◆ **EXERCISE OBJECTIVE**
Output all the records below, word for word.

◆ **DATA FOR REVIEW**
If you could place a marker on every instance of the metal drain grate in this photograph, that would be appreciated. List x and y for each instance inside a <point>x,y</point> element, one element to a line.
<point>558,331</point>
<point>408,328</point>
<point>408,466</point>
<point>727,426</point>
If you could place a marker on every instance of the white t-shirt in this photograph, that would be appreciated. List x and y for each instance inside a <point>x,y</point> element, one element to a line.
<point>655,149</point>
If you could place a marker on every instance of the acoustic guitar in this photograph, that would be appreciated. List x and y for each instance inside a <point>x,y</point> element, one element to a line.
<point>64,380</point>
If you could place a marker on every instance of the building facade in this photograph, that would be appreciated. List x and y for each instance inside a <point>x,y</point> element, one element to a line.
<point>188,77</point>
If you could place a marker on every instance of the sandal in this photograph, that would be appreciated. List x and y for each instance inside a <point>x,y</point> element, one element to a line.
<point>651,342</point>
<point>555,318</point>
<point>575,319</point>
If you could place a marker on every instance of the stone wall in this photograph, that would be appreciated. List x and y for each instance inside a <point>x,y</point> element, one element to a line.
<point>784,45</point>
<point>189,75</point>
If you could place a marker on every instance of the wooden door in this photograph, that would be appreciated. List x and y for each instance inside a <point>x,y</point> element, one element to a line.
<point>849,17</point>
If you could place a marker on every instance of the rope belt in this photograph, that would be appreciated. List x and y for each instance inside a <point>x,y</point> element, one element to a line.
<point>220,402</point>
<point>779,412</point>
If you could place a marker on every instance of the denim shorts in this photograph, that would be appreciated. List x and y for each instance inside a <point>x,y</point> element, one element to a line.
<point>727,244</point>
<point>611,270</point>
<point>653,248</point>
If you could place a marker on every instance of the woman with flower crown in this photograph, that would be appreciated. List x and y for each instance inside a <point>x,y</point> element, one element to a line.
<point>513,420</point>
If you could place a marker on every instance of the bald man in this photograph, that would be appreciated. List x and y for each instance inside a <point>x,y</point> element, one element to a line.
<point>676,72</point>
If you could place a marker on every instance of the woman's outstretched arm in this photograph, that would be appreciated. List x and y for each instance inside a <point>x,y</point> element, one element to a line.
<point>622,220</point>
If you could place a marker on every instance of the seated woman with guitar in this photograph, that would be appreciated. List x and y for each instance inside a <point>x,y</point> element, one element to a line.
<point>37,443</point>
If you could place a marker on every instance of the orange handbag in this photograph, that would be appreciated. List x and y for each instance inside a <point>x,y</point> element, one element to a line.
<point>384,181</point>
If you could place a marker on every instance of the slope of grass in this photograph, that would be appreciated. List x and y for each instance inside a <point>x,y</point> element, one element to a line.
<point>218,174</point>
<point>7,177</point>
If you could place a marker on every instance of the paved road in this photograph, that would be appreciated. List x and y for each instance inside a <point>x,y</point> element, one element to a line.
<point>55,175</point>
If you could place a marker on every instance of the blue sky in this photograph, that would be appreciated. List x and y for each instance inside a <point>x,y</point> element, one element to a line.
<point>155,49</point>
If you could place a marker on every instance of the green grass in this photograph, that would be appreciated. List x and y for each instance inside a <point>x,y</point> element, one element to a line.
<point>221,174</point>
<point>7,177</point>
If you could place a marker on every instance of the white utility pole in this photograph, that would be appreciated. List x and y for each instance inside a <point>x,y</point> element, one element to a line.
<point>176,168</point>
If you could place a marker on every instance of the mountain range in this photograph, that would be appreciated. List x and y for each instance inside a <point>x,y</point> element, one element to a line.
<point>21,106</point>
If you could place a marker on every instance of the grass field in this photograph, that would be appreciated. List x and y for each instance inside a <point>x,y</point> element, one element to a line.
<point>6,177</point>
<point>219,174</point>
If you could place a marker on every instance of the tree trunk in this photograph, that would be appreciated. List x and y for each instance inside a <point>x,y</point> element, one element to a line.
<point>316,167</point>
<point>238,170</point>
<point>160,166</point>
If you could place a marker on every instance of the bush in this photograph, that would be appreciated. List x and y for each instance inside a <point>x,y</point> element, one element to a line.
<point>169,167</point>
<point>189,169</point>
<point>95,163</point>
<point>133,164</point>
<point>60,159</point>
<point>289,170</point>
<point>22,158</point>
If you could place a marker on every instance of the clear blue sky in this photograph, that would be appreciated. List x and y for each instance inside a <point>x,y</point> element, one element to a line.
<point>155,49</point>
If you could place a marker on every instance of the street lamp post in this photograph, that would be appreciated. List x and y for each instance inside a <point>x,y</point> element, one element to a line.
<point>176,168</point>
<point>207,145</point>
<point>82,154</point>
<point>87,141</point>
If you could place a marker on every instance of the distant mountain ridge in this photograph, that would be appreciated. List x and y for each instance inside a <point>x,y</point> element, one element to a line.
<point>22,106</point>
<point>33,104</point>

◆ **RESULT**
If you could place a marker on every instance of the metal drain grate in this photograph, that would be appreciated. List x and y for each instance inside a <point>x,y</point> element, one element to a line.
<point>558,331</point>
<point>408,328</point>
<point>408,466</point>
<point>727,426</point>
If you could place a marker on every instance of the white t-shirt in this photograph, that would be appreciated. List x and y for each instance inside a <point>x,y</point> element, one element to a line.
<point>655,149</point>
If you could place a marker on every instance of the acoustic guitar in this photograph, that would be appreciated. List x and y for each instance inside a <point>x,y</point> element, one element to a line.
<point>64,380</point>
If you could place a marker on every instance of the building facade in this photograph, that would be appreciated. List x and y for each instance inside a <point>x,y</point> element, one element to a line.
<point>188,77</point>
If you could place a marker on every instance of the sandal in this photograph, that would be appreciated. List x and y for each instance inside a <point>x,y</point> element, one element to a line.
<point>651,342</point>
<point>555,318</point>
<point>575,319</point>
If you could place a marker on every instance of the stone wall in this photograph, that would be appreciated. List x and y for each instance inside a <point>x,y</point> element, one element to a line.
<point>784,45</point>
<point>189,75</point>
If you could place a marker on every instance of the wooden door in this photograph, that would be appreciated. List x and y for each instance inside a <point>x,y</point> element, one element to a line.
<point>849,17</point>
If you could place a marker on every instance of the rope belt in this photograph, that would be appreciated. List x and y for each instance inside a <point>x,y</point> element, one element to a line.
<point>220,402</point>
<point>779,412</point>
If you could place a marker on every instance of the denim shorts in this photograph, that would be appreciated. List x and y for each instance inside a <point>x,y</point> element, one element to a line.
<point>727,244</point>
<point>611,270</point>
<point>653,248</point>
If you could place a marker on every instance of the woman with flower crown in this photograph, that would be appreciated. List x and y for each instance inside a <point>x,y</point> element, one element to a line.
<point>513,420</point>
If you could place a marker on every instance of the bald man in this photograph, that would be appreciated. List x and y for each instance inside a <point>x,y</point> element, one element to a line.
<point>676,72</point>
If you could place a marker on every instance of the woman's outstretched arm in this photograph, that would be appreciated. List x and y for each instance inside a <point>x,y</point> element, one element to a line.
<point>622,220</point>
If you could place a marker on every instance of the seated woman with guitar in this photograph, that would be appreciated. List x and y for each instance inside a <point>x,y</point> element, one element to a line.
<point>37,443</point>
If you could place a marker on every instance of the orange handbag in this photograph, that would be appreciated. List x and y for each instance inside a <point>x,y</point> element, one element to a line.
<point>384,181</point>
If you could place a marker on every instance of the slope of grass in this photograph, that would be appreciated. List x and y for each instance inside a <point>x,y</point> element, one element to a line.
<point>218,174</point>
<point>7,177</point>
If you could place a marker on every instance of the paved road in this photograph, that would be appreciated. List x and y for each instance inside a <point>x,y</point> element, one element to a line.
<point>55,175</point>
If you could place a marker on every instance of the blue sky in this photograph, that would be appreciated. List x and y for each instance inside a <point>x,y</point> element, one element to a line.
<point>155,49</point>
If you could place a marker on every instance of the green grass in this photograph, that would be appreciated. List x and y for each instance inside a <point>x,y</point> element, one element to a line.
<point>221,174</point>
<point>7,177</point>
If you could place a marker on every instance of the white utility pole in this photograph, that would be appreciated. List x and y for each instance inside a <point>x,y</point> element, one element to a line.
<point>176,168</point>
If you could place a marker on every instance of the mountain range in this photograph, that would be appreciated. List x and y for each instance inside a <point>x,y</point> element, one element to a line.
<point>21,106</point>
If you could place a marker on every instance of the grass field in this photograph, that would be appreciated. List x and y for each instance inside a <point>x,y</point> element, one element to a line.
<point>6,177</point>
<point>219,174</point>
If you could place a marker on every instance of the tree trunk in this photograph, that would be appreciated. List x and y for each instance inside a <point>x,y</point> element, one element to a line.
<point>316,167</point>
<point>238,170</point>
<point>160,166</point>
If you could place a marker on every instance of the bush in this photograph, that would be appreciated. List x and y for each instance inside a <point>x,y</point> element, one element to a line.
<point>169,167</point>
<point>189,169</point>
<point>95,163</point>
<point>133,164</point>
<point>60,159</point>
<point>289,170</point>
<point>22,158</point>
If you could place a marker on every instance of the clear blue sky in this photograph, that would be appreciated. List x and y for each instance inside a <point>x,y</point> element, one element to a line.
<point>155,49</point>
If you could place a marker on every instance of the street lamp post in this photograph, that would be appreciated. List x and y for each instance inside a <point>x,y</point> element, one element to a line.
<point>176,168</point>
<point>207,145</point>
<point>82,154</point>
<point>87,141</point>
If you could place a marker on every instance of the distant mountain ridge in this photograph, that would be appreciated. List x and y for each instance inside a <point>x,y</point> element, one element to a line.
<point>22,106</point>
<point>33,104</point>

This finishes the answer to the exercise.